* _Instructions for the task_: Apart from the pictures, everything in the lines below must be printed exactly.

(Beginning of Data)

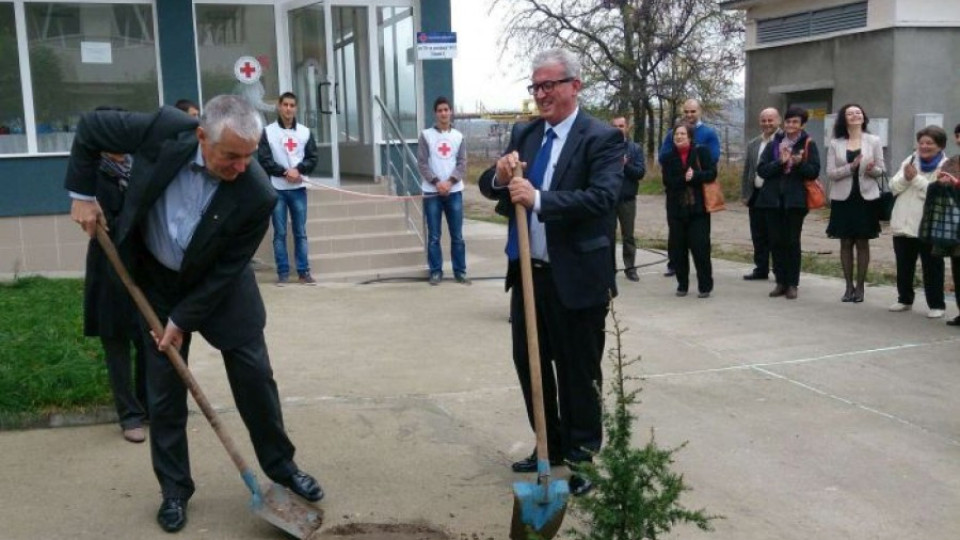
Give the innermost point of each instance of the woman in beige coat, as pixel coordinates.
(910, 187)
(854, 166)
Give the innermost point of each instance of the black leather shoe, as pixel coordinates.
(529, 463)
(579, 485)
(304, 485)
(172, 515)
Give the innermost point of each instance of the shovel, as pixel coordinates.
(274, 503)
(537, 508)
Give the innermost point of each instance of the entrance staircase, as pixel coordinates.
(355, 235)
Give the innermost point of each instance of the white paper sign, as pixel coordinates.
(96, 52)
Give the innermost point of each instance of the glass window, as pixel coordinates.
(397, 67)
(12, 137)
(225, 34)
(86, 55)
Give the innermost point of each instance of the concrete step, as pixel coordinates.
(342, 226)
(374, 261)
(364, 242)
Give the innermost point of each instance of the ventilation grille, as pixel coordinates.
(811, 23)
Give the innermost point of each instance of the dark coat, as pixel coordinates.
(578, 210)
(633, 171)
(685, 199)
(781, 189)
(215, 291)
(107, 308)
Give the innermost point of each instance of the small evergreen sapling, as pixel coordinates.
(636, 495)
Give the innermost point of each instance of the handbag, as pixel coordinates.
(887, 199)
(816, 196)
(713, 197)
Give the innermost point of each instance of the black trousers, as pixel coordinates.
(256, 397)
(907, 250)
(571, 345)
(760, 238)
(784, 226)
(127, 379)
(691, 236)
(627, 216)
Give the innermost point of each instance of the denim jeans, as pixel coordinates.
(452, 207)
(296, 201)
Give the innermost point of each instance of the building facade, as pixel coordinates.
(896, 58)
(351, 62)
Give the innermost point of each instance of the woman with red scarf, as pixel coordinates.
(787, 162)
(685, 169)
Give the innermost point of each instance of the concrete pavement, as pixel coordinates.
(805, 419)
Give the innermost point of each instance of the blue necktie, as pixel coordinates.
(537, 172)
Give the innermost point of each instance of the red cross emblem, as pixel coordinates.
(248, 70)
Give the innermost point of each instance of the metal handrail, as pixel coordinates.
(408, 178)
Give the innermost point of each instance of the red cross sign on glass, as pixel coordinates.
(247, 70)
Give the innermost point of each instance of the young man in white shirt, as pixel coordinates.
(288, 153)
(442, 160)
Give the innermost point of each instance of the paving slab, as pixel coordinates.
(804, 419)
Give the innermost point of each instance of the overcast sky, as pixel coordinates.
(478, 75)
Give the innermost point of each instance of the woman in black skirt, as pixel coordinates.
(854, 167)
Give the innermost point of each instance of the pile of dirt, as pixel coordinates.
(381, 531)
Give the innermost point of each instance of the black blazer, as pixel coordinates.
(785, 190)
(215, 291)
(675, 183)
(579, 209)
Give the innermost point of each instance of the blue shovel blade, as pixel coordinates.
(537, 507)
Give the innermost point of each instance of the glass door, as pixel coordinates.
(311, 56)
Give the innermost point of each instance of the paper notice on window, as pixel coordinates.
(96, 52)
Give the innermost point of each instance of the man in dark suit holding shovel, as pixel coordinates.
(196, 209)
(575, 168)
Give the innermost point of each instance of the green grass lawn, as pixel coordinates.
(46, 364)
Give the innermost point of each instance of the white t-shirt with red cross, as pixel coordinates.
(288, 147)
(444, 146)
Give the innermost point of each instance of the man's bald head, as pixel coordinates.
(691, 111)
(769, 121)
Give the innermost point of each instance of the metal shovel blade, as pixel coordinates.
(538, 508)
(288, 512)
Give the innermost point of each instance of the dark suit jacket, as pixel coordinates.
(578, 210)
(633, 171)
(781, 189)
(675, 182)
(215, 291)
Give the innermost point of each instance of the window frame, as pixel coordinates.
(26, 75)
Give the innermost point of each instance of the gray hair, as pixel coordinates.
(234, 113)
(563, 57)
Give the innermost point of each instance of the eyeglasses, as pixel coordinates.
(546, 86)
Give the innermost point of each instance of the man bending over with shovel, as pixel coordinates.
(573, 165)
(196, 209)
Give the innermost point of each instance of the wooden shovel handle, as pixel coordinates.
(172, 353)
(530, 318)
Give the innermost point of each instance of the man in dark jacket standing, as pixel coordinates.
(574, 168)
(196, 209)
(633, 170)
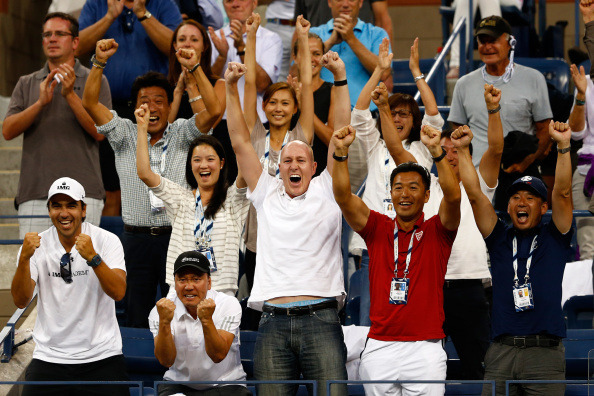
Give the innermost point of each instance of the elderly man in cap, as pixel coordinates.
(79, 271)
(525, 106)
(527, 264)
(197, 332)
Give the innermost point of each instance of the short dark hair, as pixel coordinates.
(151, 79)
(448, 134)
(66, 17)
(220, 191)
(412, 167)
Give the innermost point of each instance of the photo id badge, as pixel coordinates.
(157, 205)
(399, 291)
(209, 254)
(523, 297)
(389, 208)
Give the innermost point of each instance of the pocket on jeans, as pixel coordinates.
(328, 316)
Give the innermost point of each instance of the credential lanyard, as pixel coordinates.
(528, 262)
(203, 226)
(408, 254)
(267, 152)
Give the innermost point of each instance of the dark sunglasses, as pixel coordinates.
(65, 270)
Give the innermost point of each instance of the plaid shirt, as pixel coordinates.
(121, 134)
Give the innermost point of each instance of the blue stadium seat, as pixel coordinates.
(404, 82)
(138, 348)
(247, 340)
(579, 312)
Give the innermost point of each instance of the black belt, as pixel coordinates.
(148, 230)
(279, 21)
(529, 341)
(457, 283)
(299, 310)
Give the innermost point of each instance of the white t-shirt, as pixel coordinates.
(469, 252)
(298, 241)
(76, 322)
(192, 363)
(377, 152)
(269, 51)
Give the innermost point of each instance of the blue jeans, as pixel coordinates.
(311, 345)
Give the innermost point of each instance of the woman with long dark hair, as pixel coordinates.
(210, 216)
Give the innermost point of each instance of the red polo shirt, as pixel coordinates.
(422, 317)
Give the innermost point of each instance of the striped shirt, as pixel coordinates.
(121, 134)
(228, 225)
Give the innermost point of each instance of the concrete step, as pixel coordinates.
(9, 183)
(7, 207)
(10, 158)
(9, 231)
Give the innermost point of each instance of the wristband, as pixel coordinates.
(194, 99)
(96, 63)
(95, 261)
(494, 110)
(441, 156)
(340, 159)
(146, 16)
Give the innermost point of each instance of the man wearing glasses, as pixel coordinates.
(79, 271)
(46, 108)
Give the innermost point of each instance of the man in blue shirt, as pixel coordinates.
(356, 42)
(527, 264)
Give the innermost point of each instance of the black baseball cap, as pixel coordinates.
(192, 259)
(493, 26)
(529, 183)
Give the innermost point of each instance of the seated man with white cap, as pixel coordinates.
(197, 332)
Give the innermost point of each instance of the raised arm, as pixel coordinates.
(449, 209)
(22, 286)
(143, 165)
(247, 159)
(426, 93)
(98, 112)
(577, 117)
(491, 159)
(205, 119)
(250, 92)
(342, 104)
(561, 196)
(354, 210)
(384, 63)
(165, 350)
(483, 211)
(306, 119)
(389, 131)
(217, 342)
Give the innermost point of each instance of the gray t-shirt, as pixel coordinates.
(258, 137)
(524, 101)
(56, 145)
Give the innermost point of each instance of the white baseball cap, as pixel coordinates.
(67, 186)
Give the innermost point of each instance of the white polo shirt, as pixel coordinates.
(298, 241)
(76, 322)
(191, 361)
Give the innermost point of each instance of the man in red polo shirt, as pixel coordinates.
(406, 294)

(End of Data)

* _Output of the exercise_:
Give the innermost point of each instance of the woman in beige coat, as pixel coordinates.
(910, 187)
(854, 166)
Give the innermost point of each instance of the black leather shoe, as pixel coordinates.
(529, 463)
(579, 485)
(304, 485)
(172, 515)
Give the innermost point of each instance of the shovel, as pixel coordinates.
(274, 503)
(537, 508)
Give the innermost point of each instance of the entrance staircase, as pixel coordinates.
(355, 235)
Give the innermost point of each instance of the white paper sign, as pixel coordinates.
(96, 52)
Give the innermost point of each instance of the glass window, as pixel coordinates.
(397, 67)
(12, 137)
(225, 34)
(86, 55)
Give the innermost point of each instance of the concrete step, as pixel coordinates.
(342, 226)
(374, 261)
(364, 242)
Give the innermost point of each instance of the ventilation grille, as pixel coordinates.
(811, 23)
Give the innermost point of each instance of the dark coat, as pixel coordinates.
(578, 210)
(633, 171)
(685, 199)
(781, 189)
(215, 291)
(107, 308)
Give the innermost point of each instance of the small evergreen sapling, as pixel coordinates.
(636, 495)
Give the innermost point of each instance of the handbag, as pixel coordinates.
(887, 199)
(816, 196)
(713, 197)
Give the innermost point of each instance of the black trousers, as pixel coordinates.
(256, 397)
(907, 250)
(571, 345)
(760, 238)
(784, 226)
(127, 379)
(691, 236)
(627, 216)
Give the innermost point of each instance of the denim jeans, as pixel coordinates.
(452, 207)
(296, 201)
Give the innermost point of each instance of the building facade, as pixel coordinates.
(896, 58)
(351, 62)
Give the innermost point of each instance of the woman with red scarf, as pixel coordinates.
(787, 162)
(685, 169)
Give the innermost point of each instance of the concrete pavement, as pixel coordinates.
(805, 419)
Give the innermost point of each instance of the blue necktie, as pixel coordinates.
(537, 172)
Give the innermost point of each instance of the red cross emblem, as pixel coordinates.
(248, 70)
Give the innermost point of each instance of the metal handrail, as pixel coordinates.
(408, 178)
Give the innermost point of each instance of the red cross sign on glass, as pixel coordinates.
(247, 70)
Give the innermost point of each instance of the young man in white shirt, as pixel coordinates.
(288, 153)
(442, 160)
Give the innermost point of each instance of the paving slab, as pixel coordinates.
(804, 419)
Give the innermost point of each instance of the overcast sky, as pixel coordinates.
(478, 75)
Give the innermost point of each instance of the woman in black skirt, as pixel coordinates.
(854, 167)
Give the innermost point of each instance of the pile of dirt, as pixel coordinates.
(381, 531)
Give the innermost point of each instance of the black blazer, as pixel coordinates.
(785, 190)
(215, 291)
(675, 183)
(579, 209)
Give the innermost point of each instance of the blue shovel blade, as pixel coordinates.
(537, 507)
Give the innermost point of each instance of the glass door, as pixel coordinates.
(311, 56)
Give the innermost point of each instance of the paper notice on window, as pixel coordinates.
(96, 52)
Give the innermost point of each instance of the man in dark suit holding shovel, as pixel coordinates.
(196, 209)
(575, 168)
Give the innermost point of each instance of the green grass lawn, as pixel coordinates.
(46, 364)
Give the innermost point of each instance of the white t-shirt with red cross, as pixel coordinates.
(288, 147)
(444, 146)
Give the innermost point of each instance of the man's bald head, as pixel coordinates.
(691, 111)
(769, 121)
Give the innermost point of each instance of the metal shovel blade, as pixel coordinates.
(538, 508)
(288, 512)
Give the innermost point of each instance of the dark suit jacket, as pixel coordinates.
(578, 210)
(633, 171)
(781, 189)
(675, 182)
(215, 291)
Give the innermost point of each instance of the window frame, as pixel coordinates.
(26, 75)
Give the innermost point of each instance of the gray hair, as pixel coordinates.
(234, 113)
(563, 57)
Give the innermost point of each instance of the eyeglasses, as pixel coordinates.
(546, 86)
Give the innermost point of each instance of the man bending over with shovel, as pixel coordinates.
(573, 165)
(196, 209)
Give the innermost point of each instance of the wooden shovel handle, as pixel coordinates.
(172, 353)
(530, 318)
Give the innermost point of each instance of the man in dark jacket standing, as pixel coordinates.
(574, 168)
(196, 209)
(633, 170)
Give the innermost point of each instance of the elderly man in cap, as pixel coordinates.
(79, 271)
(525, 106)
(527, 264)
(197, 332)
Give the innermost point of each instance of the short dark hair, as pixel coordinates.
(151, 79)
(448, 134)
(66, 17)
(220, 191)
(412, 167)
Give the innermost point of each instance of the photo id badge, as pixel coordinates.
(157, 205)
(399, 291)
(209, 254)
(523, 297)
(389, 208)
Give the innermost point of each instance of the pocket on jeans, as pixel coordinates.
(328, 316)
Give the innermost point of each instance of the credential lanyard, as pixel coordinates.
(528, 262)
(203, 226)
(408, 254)
(267, 152)
Give the innermost point of each instance of the dark sunglasses, as pixel coordinates.
(65, 270)
Give the innermost point of each instance of the plaid shirt, as pixel coordinates.
(121, 134)
Give the innermost point of each instance of the blue stadium seat, as pixel coordinates.
(404, 82)
(138, 348)
(247, 340)
(579, 312)
Give the innermost point of each instance of the black belt, as pixel coordinates.
(148, 230)
(279, 21)
(529, 341)
(457, 283)
(299, 310)
Give the innermost point of each instance of the white t-shirt, as pixel coordinates.
(469, 252)
(298, 241)
(76, 322)
(192, 363)
(377, 152)
(269, 51)
Give the innermost point of each instance of the blue jeans, as pixel coordinates.
(311, 345)
Give the innermost point of each instance of the woman with long dark hair, as pixel coordinates.
(210, 216)
Give the innermost point of each instance of the red polo shirt, as pixel coordinates.
(422, 317)
Give the innermost point of each instance of the striped shirt, as pixel coordinates.
(121, 134)
(228, 225)
Give the innermost point of each instance of the concrete step, as pixel coordinates.
(9, 183)
(7, 207)
(10, 158)
(9, 231)
Give the innermost point of each instance of the wristband, as pixel coordinates.
(194, 99)
(96, 63)
(95, 261)
(494, 110)
(441, 156)
(340, 159)
(146, 16)
Give the innermost point of each instance of the man wearing glasses, as pixel coordinates.
(79, 271)
(46, 108)
Give the innermost point of each instance of the man in blue shirt, as pixel coordinates.
(356, 42)
(527, 264)
Give the innermost point of each instance of the black baseball cap, as pixel coordinates.
(192, 259)
(493, 26)
(529, 183)
Give the innermost point of each instance of the seated man with white cap, as pixel coordinates.
(197, 332)
Give the innermost point of each instance of the raised arm, as pixel coordinates.
(449, 209)
(22, 286)
(143, 165)
(247, 159)
(426, 93)
(98, 112)
(577, 117)
(491, 159)
(205, 119)
(250, 92)
(342, 104)
(561, 196)
(354, 210)
(384, 63)
(165, 350)
(483, 211)
(306, 119)
(389, 131)
(217, 342)
Give the innermost point of each instance of the gray t-shirt, as pixel coordinates.
(258, 137)
(524, 101)
(56, 145)
Give the innermost point of each instance of the white baseball cap, as pixel coordinates.
(67, 186)
Give the innermost point of each instance of the white polo shirt, as pixel coordinates.
(298, 241)
(76, 322)
(191, 361)
Give the innermost point of each instance of the man in red polo shirt, as pixel coordinates.
(406, 294)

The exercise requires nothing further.